| Stated goal |
Please turn every line of the items below into a numbered list, skipping blank lines. Leave the pictures out of your answer.

Point annotations for photos
* start *
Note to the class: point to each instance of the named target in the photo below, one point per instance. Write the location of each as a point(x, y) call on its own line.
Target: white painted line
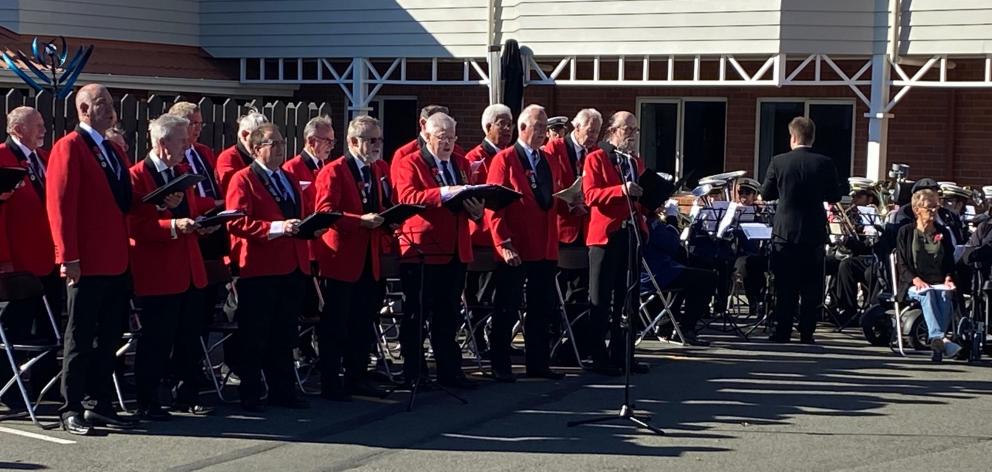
point(35, 436)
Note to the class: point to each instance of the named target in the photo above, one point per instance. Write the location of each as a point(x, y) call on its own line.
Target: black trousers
point(98, 311)
point(608, 291)
point(798, 270)
point(439, 309)
point(344, 333)
point(697, 287)
point(268, 311)
point(170, 330)
point(538, 278)
point(752, 271)
point(854, 271)
point(27, 320)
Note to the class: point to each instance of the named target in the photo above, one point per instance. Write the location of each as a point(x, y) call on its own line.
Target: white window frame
point(680, 131)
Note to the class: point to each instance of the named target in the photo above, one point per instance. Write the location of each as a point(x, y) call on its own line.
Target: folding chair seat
point(20, 286)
* end *
| Correct answer |
1. Note to the class: point to each instance of the named target in the photo below, one point per instance. Write the location of each as a point(x, y) call on its own line.
2. Target: white painted line
3. point(35, 436)
4. Note to the class: point to each instance of the named target in the photo above, one point per instance. Write the location of each as a point(x, y) call on its own line.
5. Target: black trousers
6. point(98, 311)
7. point(608, 291)
8. point(798, 270)
9. point(439, 309)
10. point(344, 333)
11. point(697, 287)
12. point(268, 311)
13. point(170, 330)
14. point(538, 278)
15. point(752, 271)
16. point(854, 271)
17. point(27, 320)
18. Note to the class: point to each instance of the named target in the photo above, one point per instance. Write the location of each as a point(x, y) call on its own line.
19. Target: white window frame
20. point(680, 131)
21. Note to the class: point to each instance of the named target in the photo above, one point per instance. Write the location of each as a point(x, y) call on its own line.
22. Target: folding chair seat
23. point(20, 286)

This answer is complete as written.